**Activity:**
Could you continue the article on cosplay and the characters fans identify with, starting after its last sentence about "The Lovelies"?

──────── Passage for review ────────

Once a particular world hooks its reader, there is usually a character or two that the hero immediately identifies with—a guide of sorts towards the threshold of personal discovery.

For local cosplayer Brandon Smith, this character was Tamaki from the Manga series Ouran High School Host Club.

“He’s a character that I just relate to, that I personally feel that I am a lot like,” said Smith. “People’s first costumes are characters they really admire and really want to be or people that they feel like they can relate to or really find themselves in.”

Once a fan becomes aware of a larger world, the hero must start to have some adventures of their own.

Trials and tribulations

Smith's cosplay of Tamaki opened doors to real-life friendships and at the same time pushed him deeper into fandom. Taking on the dress and mindset of a character that he was already similar to was an important first step towards cosplaying someone a bit more ambitious. Someone like Batman.

“For me Batman is kind of like the ideal—he’s turning something obsessive-compulsive and destructive into something ultimately good,” said Smith. “I could spend days talking about how much I admire his character. I just really like that he’s unwavering, he has an unwavering code of ethics.”

Years of cosplaying Batman have had a positive impact on Smith, making him “more situationally aware” and “more strategically minded.” Other cosplayers can relate.

For the past 10 years, Joanna Dunlap and Shawna Hefen have been running a two-woman cosplay group called “The Lovelies”—an activity that has given them both a heightened awareness of others’ perspectives and an intimate knowledge of constructs that guide daily life.

──────── Dataset entries ────────

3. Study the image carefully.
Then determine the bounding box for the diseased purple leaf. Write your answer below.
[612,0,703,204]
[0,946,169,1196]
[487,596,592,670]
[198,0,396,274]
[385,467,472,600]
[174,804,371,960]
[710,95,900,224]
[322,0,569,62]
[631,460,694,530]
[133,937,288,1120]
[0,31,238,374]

────────
──────── Dataset entries ────────

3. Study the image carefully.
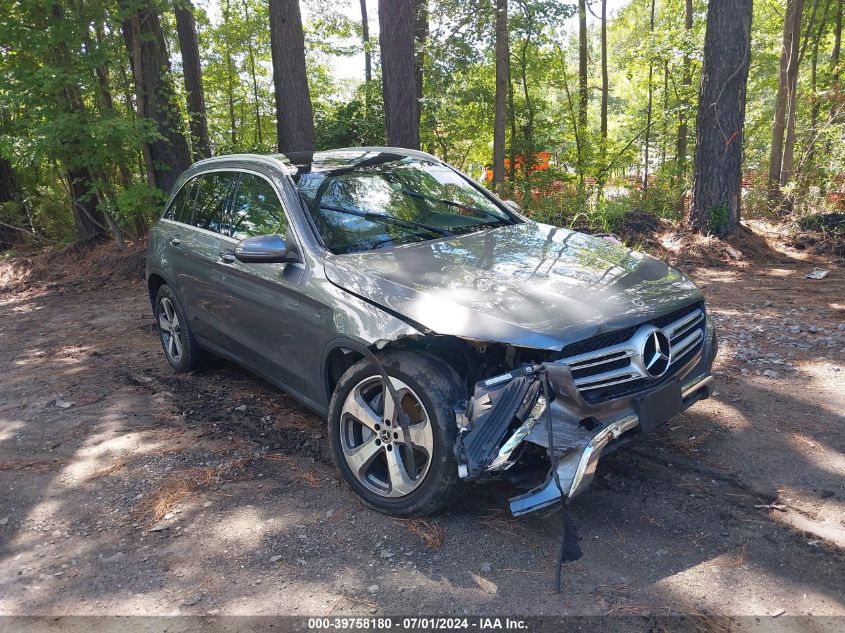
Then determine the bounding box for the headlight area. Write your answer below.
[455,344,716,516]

────────
──────── Dataset entries ────────

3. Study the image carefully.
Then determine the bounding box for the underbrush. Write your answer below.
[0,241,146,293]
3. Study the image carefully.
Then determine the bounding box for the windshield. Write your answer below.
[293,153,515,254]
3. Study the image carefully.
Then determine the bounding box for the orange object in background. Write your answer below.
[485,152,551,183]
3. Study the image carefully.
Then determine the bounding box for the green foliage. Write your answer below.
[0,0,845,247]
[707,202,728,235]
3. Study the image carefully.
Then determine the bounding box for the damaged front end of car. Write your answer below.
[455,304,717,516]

────────

**Written reply:**
“We’ll do genderbent versions and fem versions a lot,” said Dunlap. “Genderbent is when you take a character that is the opposite gender of the cosplayer, and you still go as your own gender. … We’re so conditioned in this society to adhere to a particular role or stereotype. … When you cosplay, you can literally be whoever you want to. So I identify as female, but I still love dressing up like a guy and acting like a guy for a few hours. It’s liberating to act completely different.”

Cosplay is not the only way that con-goers can augment their reality with fantasy role-playing. Real-life challenges are taken on by gamers too.

Genese Davis, author of gaming thriller, Holder’s Dominion, and upcoming Wizard World speaker, is an advocate for facing your demons through gaming.

“I actually really struggled with shyness and speaking with strangers,” said Davis in a recent phone call. “I think we can all relate to those moments in life that get us down, whether it’s bullying or real life villains.”

Some of Davis’ most significant, formative moments in her adult life have come from collaborating with other online gamers to accomplish a common goal, like slaying a dragon or leading a raid.

“It [is] a way to meet new people and talk to new people in the comfort of your own home, but it feels like you’re out,” said Davis. “You all have the same excitement to go on a quest together.”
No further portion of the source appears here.